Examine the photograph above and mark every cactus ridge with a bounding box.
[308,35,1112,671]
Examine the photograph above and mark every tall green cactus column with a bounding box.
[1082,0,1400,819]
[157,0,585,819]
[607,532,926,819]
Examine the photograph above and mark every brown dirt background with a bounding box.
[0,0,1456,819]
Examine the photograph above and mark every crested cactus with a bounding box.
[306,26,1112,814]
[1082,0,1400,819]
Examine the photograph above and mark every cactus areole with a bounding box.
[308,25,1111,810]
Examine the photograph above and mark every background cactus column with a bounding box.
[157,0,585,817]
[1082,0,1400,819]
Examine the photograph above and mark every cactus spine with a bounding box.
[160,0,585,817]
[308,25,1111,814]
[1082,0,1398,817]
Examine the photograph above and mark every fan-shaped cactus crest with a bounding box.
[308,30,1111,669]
---
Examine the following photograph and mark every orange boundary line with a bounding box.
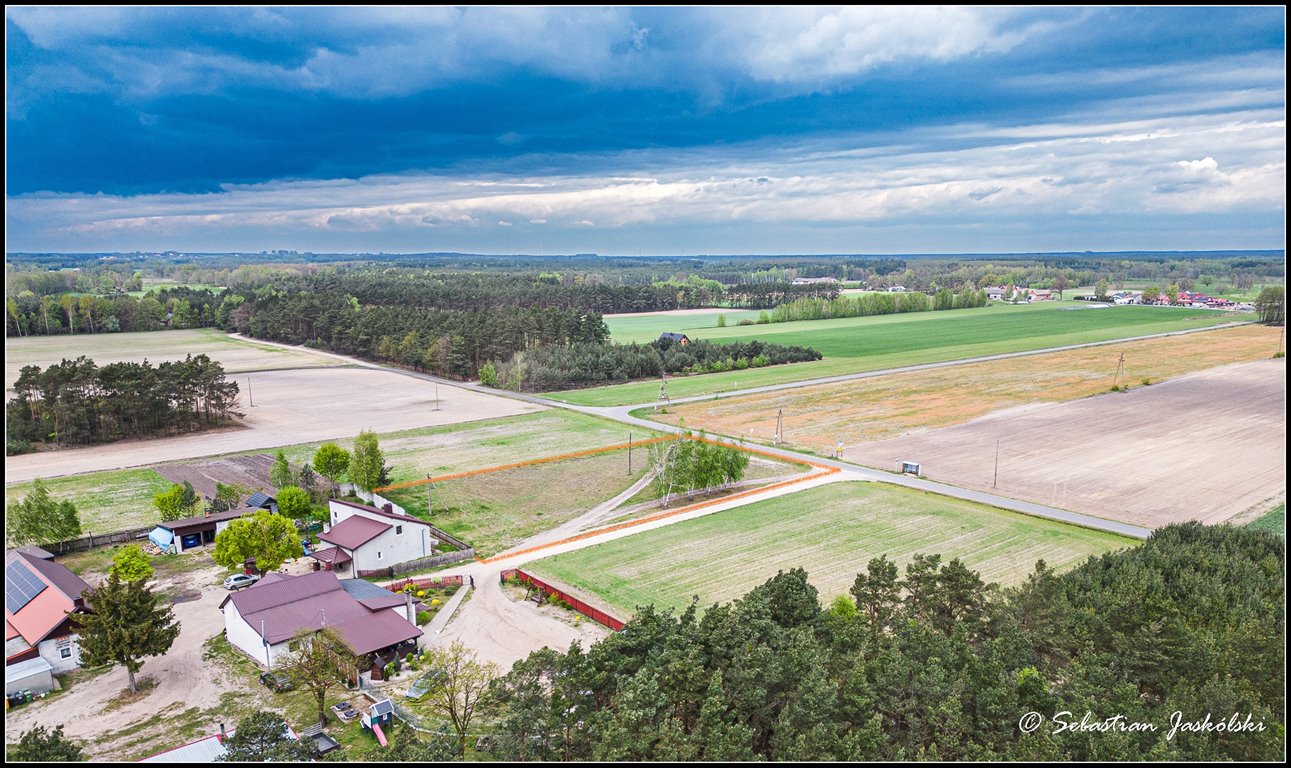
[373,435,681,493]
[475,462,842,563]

PROBLEM DESCRIPTION: Copy the lines above word for word, starting with the line containing "Examine the photograph above and mark every cactus spine" and ending with the line containing "[308,30,1111,669]", both included.

RESULT OF THE TASK:
Examine the photograph above and mark every cactus spine with a bounding box.
[160,0,585,817]
[308,25,1111,814]
[1082,0,1398,817]
Examine the photograph above and mark every fan-shaped cactus crest with a bounding box.
[308,30,1111,669]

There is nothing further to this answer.